▶ **TASK INSTRUCTIONS**
All of the data should be output character for character, except the pictures.

▶ **DATASET RECORDS**
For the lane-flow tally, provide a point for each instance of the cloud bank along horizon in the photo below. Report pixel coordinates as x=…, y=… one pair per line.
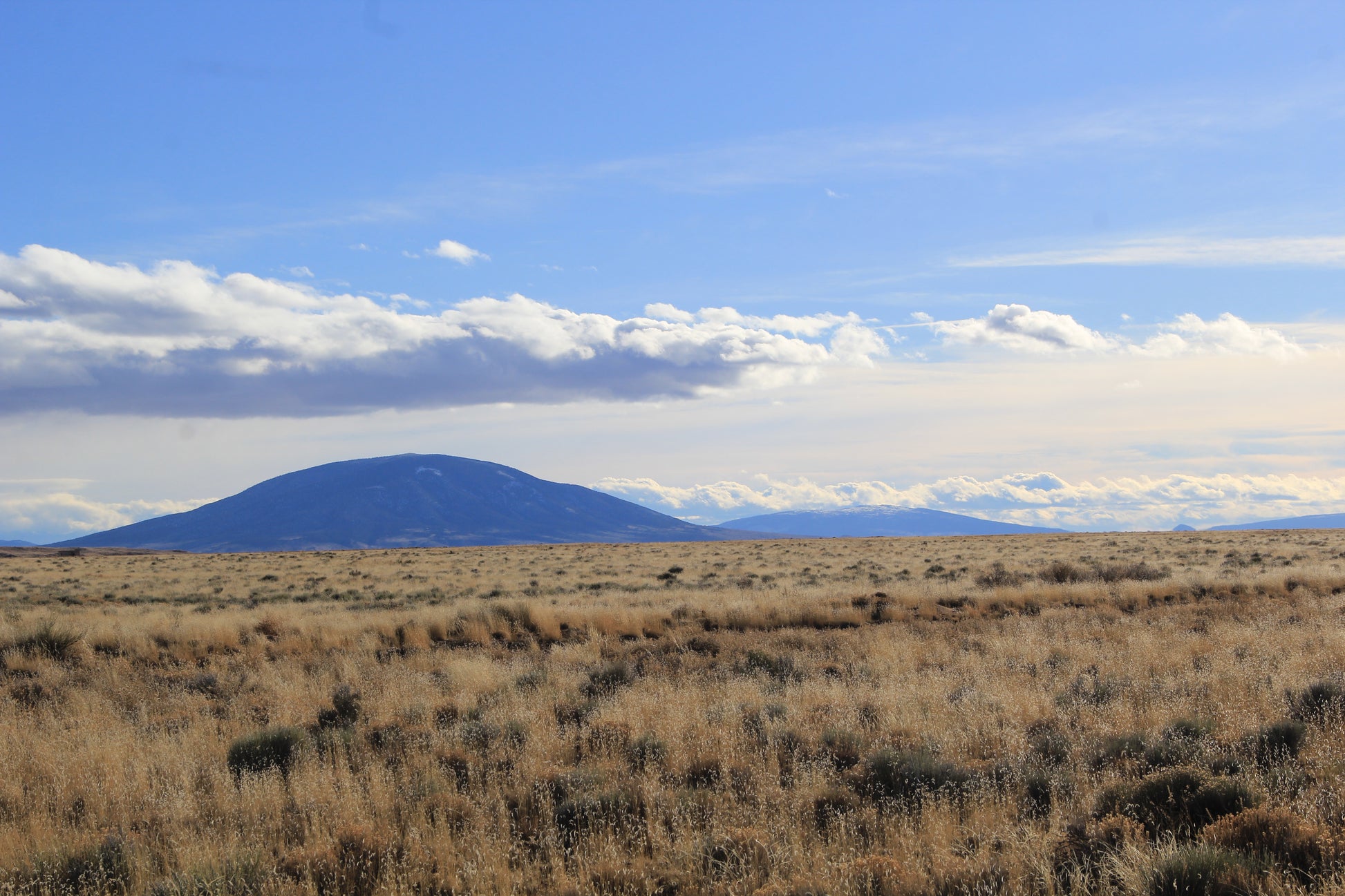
x=179, y=339
x=175, y=339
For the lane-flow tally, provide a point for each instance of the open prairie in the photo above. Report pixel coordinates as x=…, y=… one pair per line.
x=1020, y=715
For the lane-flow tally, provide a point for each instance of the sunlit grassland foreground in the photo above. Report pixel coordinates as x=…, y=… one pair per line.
x=1019, y=715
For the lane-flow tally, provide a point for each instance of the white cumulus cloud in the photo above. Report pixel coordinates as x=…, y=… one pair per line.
x=50, y=509
x=1183, y=251
x=1029, y=498
x=182, y=339
x=1021, y=329
x=455, y=251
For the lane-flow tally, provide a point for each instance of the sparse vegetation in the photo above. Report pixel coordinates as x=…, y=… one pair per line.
x=1150, y=714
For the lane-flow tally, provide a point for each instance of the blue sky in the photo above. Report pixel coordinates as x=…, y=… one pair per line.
x=1056, y=263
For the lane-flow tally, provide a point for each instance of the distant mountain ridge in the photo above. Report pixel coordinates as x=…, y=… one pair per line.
x=1312, y=521
x=404, y=501
x=878, y=520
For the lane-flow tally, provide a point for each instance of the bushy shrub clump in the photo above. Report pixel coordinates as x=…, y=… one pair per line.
x=271, y=748
x=49, y=640
x=1181, y=801
x=1317, y=703
x=1203, y=870
x=344, y=712
x=1277, y=837
x=910, y=775
x=96, y=870
x=607, y=680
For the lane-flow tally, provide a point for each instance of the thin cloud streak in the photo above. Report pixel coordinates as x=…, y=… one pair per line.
x=1016, y=327
x=1031, y=498
x=178, y=339
x=49, y=509
x=1322, y=252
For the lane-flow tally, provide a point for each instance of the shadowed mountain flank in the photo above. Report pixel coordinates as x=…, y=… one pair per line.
x=405, y=501
x=1313, y=521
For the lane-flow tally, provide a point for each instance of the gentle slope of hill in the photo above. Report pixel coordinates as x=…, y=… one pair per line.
x=1315, y=521
x=880, y=520
x=406, y=501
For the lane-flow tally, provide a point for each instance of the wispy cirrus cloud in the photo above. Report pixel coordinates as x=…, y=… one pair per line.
x=1328, y=252
x=1029, y=498
x=180, y=339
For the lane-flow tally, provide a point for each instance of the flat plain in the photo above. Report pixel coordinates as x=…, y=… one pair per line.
x=1113, y=714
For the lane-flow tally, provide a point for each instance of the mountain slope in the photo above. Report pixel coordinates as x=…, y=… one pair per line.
x=404, y=501
x=1313, y=521
x=878, y=520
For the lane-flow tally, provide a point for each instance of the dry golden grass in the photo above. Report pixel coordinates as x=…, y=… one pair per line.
x=1043, y=714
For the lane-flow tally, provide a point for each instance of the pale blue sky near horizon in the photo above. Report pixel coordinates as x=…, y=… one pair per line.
x=1158, y=183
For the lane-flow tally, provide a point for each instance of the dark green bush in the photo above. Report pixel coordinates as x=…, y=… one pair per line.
x=1180, y=801
x=1048, y=743
x=345, y=709
x=1203, y=870
x=646, y=752
x=101, y=868
x=911, y=775
x=1037, y=794
x=1317, y=703
x=1117, y=748
x=778, y=667
x=830, y=808
x=271, y=748
x=1277, y=837
x=841, y=748
x=234, y=877
x=51, y=640
x=619, y=812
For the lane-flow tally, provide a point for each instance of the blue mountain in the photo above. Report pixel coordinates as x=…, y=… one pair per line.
x=406, y=501
x=1313, y=521
x=877, y=520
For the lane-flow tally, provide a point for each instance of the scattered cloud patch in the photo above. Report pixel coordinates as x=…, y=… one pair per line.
x=178, y=339
x=1183, y=251
x=45, y=511
x=455, y=251
x=1021, y=329
x=1032, y=498
x=1017, y=327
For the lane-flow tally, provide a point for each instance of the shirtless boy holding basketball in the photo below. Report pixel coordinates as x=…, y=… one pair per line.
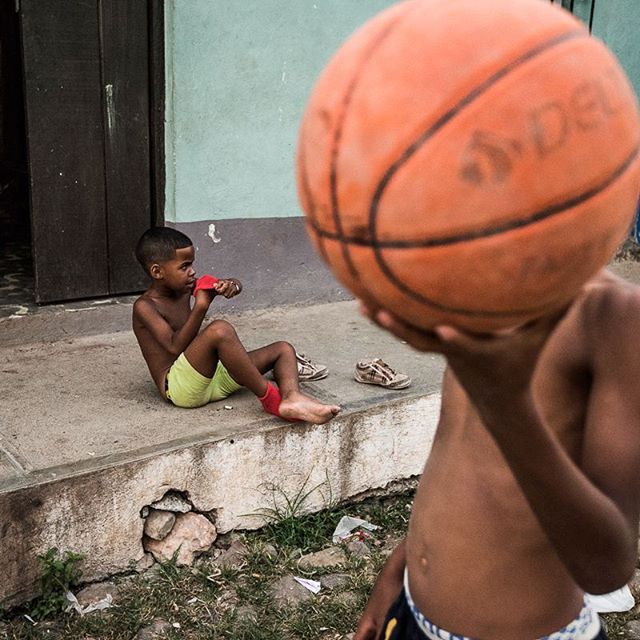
x=530, y=495
x=192, y=367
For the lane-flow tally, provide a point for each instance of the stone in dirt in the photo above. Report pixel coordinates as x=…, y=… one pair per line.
x=287, y=592
x=331, y=557
x=156, y=630
x=172, y=501
x=358, y=548
x=233, y=557
x=192, y=534
x=95, y=593
x=158, y=524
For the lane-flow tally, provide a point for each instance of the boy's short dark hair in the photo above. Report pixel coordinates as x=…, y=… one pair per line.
x=159, y=244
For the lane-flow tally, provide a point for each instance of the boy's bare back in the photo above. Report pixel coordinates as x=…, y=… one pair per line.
x=531, y=492
x=175, y=312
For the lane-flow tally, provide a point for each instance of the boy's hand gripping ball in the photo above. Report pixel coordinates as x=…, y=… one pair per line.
x=467, y=162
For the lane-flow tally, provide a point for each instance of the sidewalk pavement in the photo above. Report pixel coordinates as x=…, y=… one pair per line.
x=86, y=441
x=81, y=399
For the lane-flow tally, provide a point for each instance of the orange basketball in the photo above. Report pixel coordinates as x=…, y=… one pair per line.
x=469, y=162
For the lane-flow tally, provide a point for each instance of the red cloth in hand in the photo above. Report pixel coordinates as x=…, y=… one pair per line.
x=271, y=401
x=204, y=282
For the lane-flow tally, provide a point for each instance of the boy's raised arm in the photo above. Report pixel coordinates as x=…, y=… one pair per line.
x=587, y=506
x=175, y=342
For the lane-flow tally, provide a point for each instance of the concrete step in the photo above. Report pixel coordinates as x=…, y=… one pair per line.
x=86, y=442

▶ **RESULT FOR THIS EXERCISE**
For the lane-flow tally, provide a point for each instance of the cloud bank along horizon in the photo below. Report pixel coordinates as x=…, y=… one pair per line.
x=179, y=339
x=175, y=339
For the lane-flow tally, provide a point for each instance of the open prairie in the photo above. Report pixel coordinates as x=…, y=… one pair per line.
x=1020, y=715
For the lane-flow tally, provide a point for each instance of the sunlit grassland foreground in the photo above. Report pixel coordinates as x=…, y=… one pair per line.
x=1019, y=715
For the lane-flow tally, provide a point for each instance of the white cumulus cloud in the photo above. Report pixel coordinates as x=…, y=… one pair per line.
x=50, y=509
x=1183, y=251
x=1029, y=498
x=182, y=339
x=1021, y=329
x=455, y=251
For the lane-flow tally, provide a point for each instance of the sparse vegetation in the photo above. Report pixel coordinates as x=…, y=… one pair per line.
x=1150, y=714
For the lane-flow tally, provide a point for each instance of the blue sky in the photo above. Report pixel coordinates as x=…, y=… one pair per line.
x=1056, y=263
For the lane-flow tally, provide a point for each instance of the distant mountain ridge in the photo above. Report pixel coordinates as x=…, y=… one pair per line.
x=1312, y=521
x=404, y=501
x=878, y=520
For the lane-flow tally, provide a point for each instance of the bushy shrub clump in the photo above. Report pixel coordinates as x=…, y=… one pair per line.
x=271, y=748
x=49, y=640
x=1181, y=801
x=1317, y=703
x=1203, y=870
x=344, y=712
x=1277, y=837
x=910, y=775
x=96, y=870
x=607, y=680
For the lane-flow tally, provide a point for each instance of the thin cloud streak in the photo above. Report pixel coordinates as x=…, y=… one pair per line.
x=1016, y=327
x=1031, y=498
x=178, y=339
x=49, y=509
x=1322, y=252
For the lane-flow tally, provide a point for each instance of the shadowed mountain flank in the photo above. Report pixel coordinates as x=…, y=… one pair per line.
x=405, y=501
x=1313, y=521
For the lane-flow tally, provide a point for each instance of the gentle slope of hill in the photo above. Report pixel coordinates as x=…, y=… one pair per line.
x=1315, y=521
x=880, y=520
x=406, y=501
For the lane-flow tally, provide a point for each instance of the wispy cirrus cloud in the photo above. Report pixel coordinates as x=…, y=… one pair per line.
x=1328, y=252
x=1029, y=498
x=180, y=339
For the lane-flow tally, provide a point for each instance of the flat plain in the photo above. Report pixel coordinates as x=…, y=… one pair per line.
x=1113, y=714
For the lane-flow tally, provide a point for each instance of the mountain slope in the photo above. Report pixel coordinates as x=…, y=… one pair per line.
x=404, y=501
x=1313, y=521
x=878, y=520
For the lane-flow tally, provide a point for each instance of the dry golden grass in the photo above. Report pixel coordinates as x=…, y=… one pair per line.
x=1043, y=714
For the lane-flow tally, provide a point for each instance of the pale blue sky near horizon in the photo above. Report pixel coordinates as x=…, y=… one pair per line.
x=1158, y=183
For the lane-flow tally, provide a point for each instance of the dark green bush in the photo above. Report pixel coordinates as x=…, y=… one pair per line.
x=1180, y=801
x=1048, y=743
x=345, y=709
x=1203, y=870
x=646, y=752
x=101, y=868
x=911, y=775
x=1037, y=794
x=1317, y=703
x=1117, y=748
x=778, y=667
x=830, y=808
x=271, y=748
x=1277, y=837
x=841, y=748
x=234, y=877
x=51, y=640
x=619, y=812
For the lane-flow tally, provide a point for each instance of the blue mountain in the photo above. Report pixel coordinates as x=…, y=… one pair per line.
x=406, y=501
x=1313, y=521
x=877, y=520
For the lane-flow tally, provide a point for each instance of the scattered cloud patch in the photo above. Report pixel coordinates as x=…, y=… one pair per line.
x=178, y=339
x=1183, y=251
x=45, y=511
x=455, y=251
x=1021, y=329
x=1032, y=498
x=1017, y=327
For the lane-flow tally, provide a point for each instance of the shirtless boy holding basketball in the photo below. Report pixel coordinates as x=…, y=… one pair per line.
x=530, y=495
x=192, y=367
For the lane-flow tally, provide a point for each instance of the stone in dirt in the photo above. Report pixel coordinates as x=…, y=… one pair per line.
x=287, y=592
x=331, y=557
x=156, y=630
x=172, y=501
x=358, y=548
x=233, y=557
x=192, y=534
x=95, y=593
x=158, y=524
For the lane-flow tally, provide a point for each instance of the boy's short dark hair in the photo above. Report pixel coordinates as x=…, y=… one pair per line.
x=159, y=244
For the lane-flow tally, provide a point for each instance of the boy's bare back in the photo above. Report pixel coordinates as x=…, y=… one pair per line.
x=531, y=492
x=175, y=312
For the lane-flow tally, provide a point for each instance of the boy's hand gripping ball in the photo above. Report pixel coordinates as x=…, y=… one pair per line.
x=467, y=162
For the lane-flow tally, provide a point for each instance of the sidewalk pavement in the photo above. Report pixel coordinates as x=…, y=… one pair per line.
x=86, y=441
x=81, y=399
For the lane-flow tally, provide a point for each instance of the orange basketball in the photo above. Report pixel coordinates as x=…, y=… one pair per line.
x=469, y=162
For the lane-flow tally, provide a point for each instance of the red cloth in hand in the photo above. Report pixel coordinates as x=…, y=… one pair per line.
x=271, y=401
x=204, y=282
For the lane-flow tally, provide a point for each instance of the boy's raised arm in the photo above. Report pixel coordinates as x=…, y=… one pair per line.
x=587, y=506
x=175, y=342
For the lane-flow tally, provide a point for each instance of the concrete step in the photo above. Report pixel coordinates as x=…, y=… one pair per line.
x=86, y=442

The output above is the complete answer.